TASK 1: In the passage on Middle East tourism, reproduce the text from "The number of" up to and including "the report said.", changing "Europe" to "North America".
TASK 2:
Answer these questions using the passage on Middle East tourism:
(a) By what percentage did tourist arrivals in the first three months of this year exceed the 2019 levels?
(b) What annual visitor target is Saudi Arabia aiming to reach by 2030?
(c) Which two destinations performed best globally in tourist arrivals in the first quarter of 2023?

PROVIDED PASSAGE:

The region, home to the biggest Arab economy Saudi Arabia and the global leisure and commercial hub of the UAE, is unique in recording a “total recovery” in terms of tourist arrivals in the first quarter of 2023, the bank said in its new Jet, set, go! research report.
The number of tourist arrivals in the first three months of this year climbed 15 per cent on the levels recorded in 2019.
The scale of recovery of the tourism sector in the Middle East was significantly greater than Europe in second place, which saw the visitors’ number reaching 90 per cent of the pre-pandemic level, the report said.
Saudi Arabia, the UAE, Qatar and Turkey were among the top global tourism destinations that also recorded significant gains in tourism receipts.
“The Middle East region saw the strongest performance in terms of recovery in tourism and is the first region in the world to recover beyond pre-pandemic numbers," Maitreyi Das, an HSBC securities and capital markets economist, who wrote the report, said.
“Globally, Qatar and Saudi Arabia are the best performing destinations in terms of tourist arrivals in the first quarter of 2023.”
The development and expansion of the tourism sector is one of the main planks of the Middle Eastern nations, especially the six-member economic bloc of the GCC, that are looking to diversify their economies away from oil.
Saudi Arabia is pouring in billions of dollars to develop its tourism offering as it looks to hit a 100 million visitors a year target by 2030.
Asfar will invest in new tourism projects and develop destinations with hospitality, attractions, retail and food and beverage offerings in cities across Saudi Arabia, the PIF said in a statement at the time.
Earlier this year, the PIF-owned AlUla Development Company launched operations with the aim of turning the city into a global tourism destination.

INFORMATION PROVIDED:
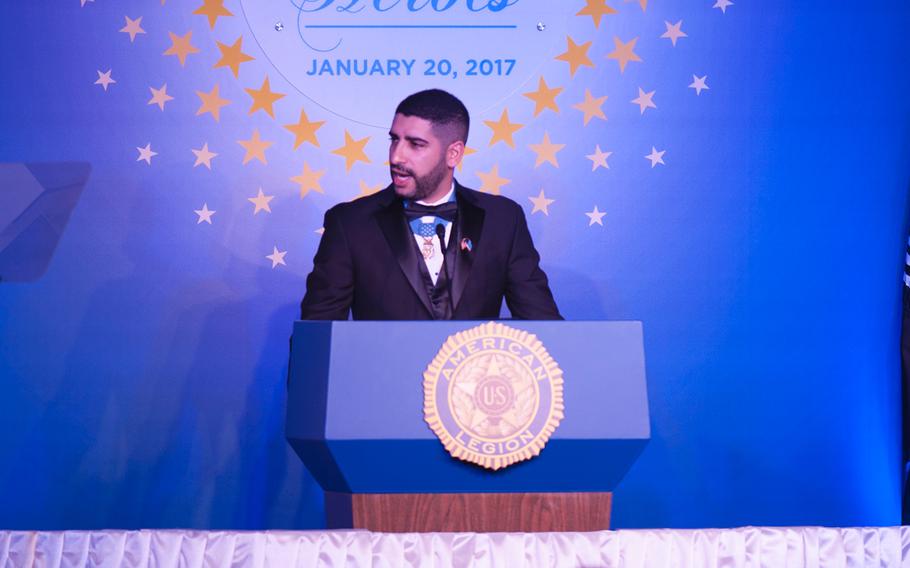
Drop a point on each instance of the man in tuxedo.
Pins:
(427, 247)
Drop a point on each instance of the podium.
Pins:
(355, 417)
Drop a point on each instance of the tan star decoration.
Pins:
(503, 130)
(624, 53)
(205, 214)
(644, 100)
(546, 151)
(264, 98)
(146, 154)
(467, 152)
(491, 182)
(596, 9)
(181, 46)
(277, 257)
(212, 103)
(576, 56)
(261, 201)
(305, 130)
(591, 107)
(255, 148)
(674, 32)
(541, 204)
(544, 97)
(203, 156)
(105, 79)
(160, 96)
(309, 180)
(656, 157)
(352, 151)
(599, 159)
(133, 27)
(232, 56)
(596, 216)
(212, 9)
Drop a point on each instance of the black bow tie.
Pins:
(445, 211)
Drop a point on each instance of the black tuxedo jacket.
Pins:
(367, 263)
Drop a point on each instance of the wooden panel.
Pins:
(476, 512)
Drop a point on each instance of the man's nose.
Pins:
(395, 154)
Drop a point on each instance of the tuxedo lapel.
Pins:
(470, 224)
(392, 222)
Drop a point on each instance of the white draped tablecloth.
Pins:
(750, 546)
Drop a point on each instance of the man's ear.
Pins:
(454, 153)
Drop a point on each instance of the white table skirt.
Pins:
(750, 546)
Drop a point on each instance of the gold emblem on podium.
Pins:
(493, 395)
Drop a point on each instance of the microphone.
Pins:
(441, 233)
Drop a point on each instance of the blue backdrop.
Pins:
(143, 374)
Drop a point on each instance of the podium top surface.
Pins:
(375, 375)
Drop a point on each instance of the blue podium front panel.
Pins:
(356, 408)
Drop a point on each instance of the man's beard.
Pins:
(425, 185)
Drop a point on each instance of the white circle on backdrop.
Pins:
(359, 58)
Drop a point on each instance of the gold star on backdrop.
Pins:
(656, 157)
(146, 154)
(541, 204)
(203, 156)
(352, 151)
(467, 152)
(595, 216)
(255, 148)
(204, 214)
(232, 56)
(133, 27)
(261, 201)
(309, 180)
(264, 98)
(599, 159)
(644, 100)
(491, 182)
(546, 151)
(212, 103)
(160, 96)
(305, 130)
(544, 97)
(181, 46)
(503, 130)
(699, 84)
(212, 9)
(596, 9)
(674, 32)
(576, 56)
(591, 107)
(277, 257)
(105, 79)
(624, 53)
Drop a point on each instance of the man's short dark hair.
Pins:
(441, 108)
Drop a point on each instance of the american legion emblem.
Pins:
(493, 395)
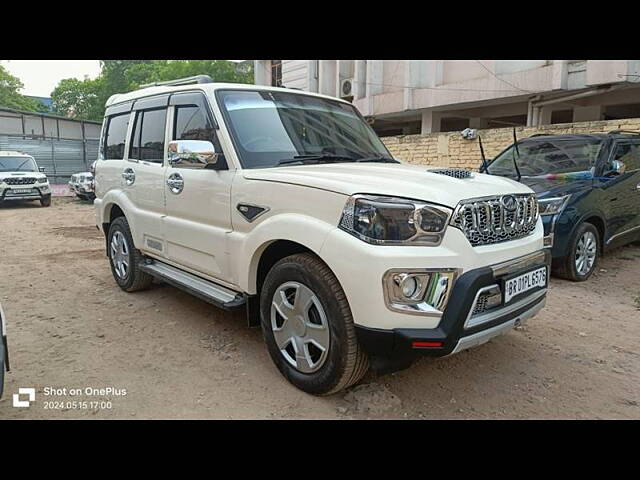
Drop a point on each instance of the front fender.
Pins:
(295, 227)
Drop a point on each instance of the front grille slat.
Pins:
(487, 220)
(20, 181)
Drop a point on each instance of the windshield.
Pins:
(17, 164)
(271, 127)
(541, 157)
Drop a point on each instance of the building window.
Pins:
(276, 73)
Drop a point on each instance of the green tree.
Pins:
(10, 95)
(86, 98)
(78, 98)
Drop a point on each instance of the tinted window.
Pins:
(134, 149)
(17, 164)
(628, 154)
(192, 123)
(152, 135)
(540, 157)
(114, 140)
(269, 127)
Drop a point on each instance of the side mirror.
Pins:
(616, 167)
(192, 154)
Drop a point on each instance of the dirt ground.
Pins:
(166, 354)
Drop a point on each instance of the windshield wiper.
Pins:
(379, 159)
(320, 158)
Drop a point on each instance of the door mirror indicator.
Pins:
(192, 154)
(616, 167)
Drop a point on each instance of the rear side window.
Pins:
(629, 154)
(115, 137)
(193, 123)
(147, 141)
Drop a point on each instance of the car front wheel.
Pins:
(308, 326)
(584, 252)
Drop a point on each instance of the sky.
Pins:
(40, 77)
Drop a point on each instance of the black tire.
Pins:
(346, 362)
(134, 279)
(567, 267)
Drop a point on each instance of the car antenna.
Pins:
(515, 163)
(485, 165)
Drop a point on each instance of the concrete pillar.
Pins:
(560, 74)
(477, 122)
(430, 122)
(360, 79)
(312, 75)
(587, 114)
(374, 77)
(262, 72)
(545, 116)
(416, 75)
(327, 77)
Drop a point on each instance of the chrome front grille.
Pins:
(19, 181)
(496, 219)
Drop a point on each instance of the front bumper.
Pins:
(397, 348)
(37, 193)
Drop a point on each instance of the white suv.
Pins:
(22, 179)
(287, 204)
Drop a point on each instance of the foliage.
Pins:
(11, 97)
(85, 99)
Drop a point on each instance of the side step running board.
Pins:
(206, 290)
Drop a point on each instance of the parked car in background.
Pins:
(4, 350)
(22, 179)
(588, 187)
(288, 205)
(81, 184)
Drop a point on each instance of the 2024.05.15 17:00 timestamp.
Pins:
(79, 405)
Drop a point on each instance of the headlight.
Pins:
(552, 206)
(394, 221)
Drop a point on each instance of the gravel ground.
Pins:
(164, 354)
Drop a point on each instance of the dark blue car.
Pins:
(588, 188)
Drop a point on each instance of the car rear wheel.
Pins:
(125, 258)
(308, 326)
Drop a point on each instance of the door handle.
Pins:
(175, 183)
(129, 176)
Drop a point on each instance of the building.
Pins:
(425, 96)
(63, 146)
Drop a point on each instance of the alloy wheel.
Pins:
(300, 326)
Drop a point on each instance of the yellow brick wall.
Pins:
(451, 150)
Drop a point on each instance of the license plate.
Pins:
(525, 282)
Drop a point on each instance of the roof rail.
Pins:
(630, 132)
(181, 81)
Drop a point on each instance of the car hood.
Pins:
(558, 185)
(401, 180)
(22, 174)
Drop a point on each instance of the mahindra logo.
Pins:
(509, 202)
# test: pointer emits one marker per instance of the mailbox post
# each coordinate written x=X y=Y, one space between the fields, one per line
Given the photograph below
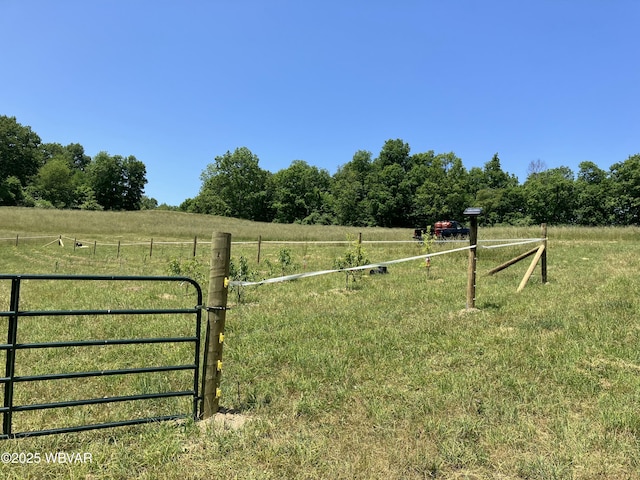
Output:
x=472 y=213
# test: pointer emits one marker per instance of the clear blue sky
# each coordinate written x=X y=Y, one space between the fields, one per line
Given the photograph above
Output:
x=177 y=83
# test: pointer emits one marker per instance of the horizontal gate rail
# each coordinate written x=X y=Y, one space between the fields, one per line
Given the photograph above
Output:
x=12 y=346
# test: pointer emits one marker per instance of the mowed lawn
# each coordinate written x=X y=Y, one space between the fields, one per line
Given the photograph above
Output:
x=385 y=377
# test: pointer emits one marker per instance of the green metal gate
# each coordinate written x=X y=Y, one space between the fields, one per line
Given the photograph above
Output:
x=13 y=345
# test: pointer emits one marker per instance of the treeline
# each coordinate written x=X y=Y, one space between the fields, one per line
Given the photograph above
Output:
x=50 y=175
x=400 y=189
x=395 y=189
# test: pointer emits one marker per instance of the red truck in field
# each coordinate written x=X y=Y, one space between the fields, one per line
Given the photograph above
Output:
x=444 y=229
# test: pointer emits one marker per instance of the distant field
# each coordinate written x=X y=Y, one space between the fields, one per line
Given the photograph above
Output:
x=389 y=378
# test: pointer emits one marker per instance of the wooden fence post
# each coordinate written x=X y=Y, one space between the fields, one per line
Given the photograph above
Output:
x=471 y=273
x=259 y=247
x=543 y=264
x=216 y=315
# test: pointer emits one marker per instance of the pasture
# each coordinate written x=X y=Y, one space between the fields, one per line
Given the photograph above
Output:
x=385 y=377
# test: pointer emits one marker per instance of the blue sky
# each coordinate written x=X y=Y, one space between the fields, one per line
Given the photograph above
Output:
x=177 y=83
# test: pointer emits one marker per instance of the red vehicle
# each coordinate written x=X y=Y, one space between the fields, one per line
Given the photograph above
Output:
x=450 y=229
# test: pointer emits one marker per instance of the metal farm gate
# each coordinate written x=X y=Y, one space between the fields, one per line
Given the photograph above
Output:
x=13 y=346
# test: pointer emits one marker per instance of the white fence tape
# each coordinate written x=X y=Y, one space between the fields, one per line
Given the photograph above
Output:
x=524 y=242
x=286 y=278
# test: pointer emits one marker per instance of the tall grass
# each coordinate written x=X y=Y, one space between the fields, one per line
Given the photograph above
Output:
x=389 y=378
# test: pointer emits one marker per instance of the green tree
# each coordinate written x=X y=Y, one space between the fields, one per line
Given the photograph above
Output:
x=300 y=192
x=389 y=188
x=550 y=196
x=19 y=157
x=444 y=192
x=55 y=183
x=625 y=177
x=118 y=182
x=349 y=189
x=234 y=186
x=593 y=195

RESULT 1:
The number of tourist arrivals in the first three months of this year climbed 15 per cent on the levels recorded in 2019.
The scale of recovery of the tourism sector in the Middle East was significantly greater than North America in second place, which saw the visitors’ number reaching 90 per cent of the pre-pandemic level, the report said.

RESULT 2:
(a) 15 per cent
(b) 100 million visitors a year
(c) Qatar and Saudi Arabia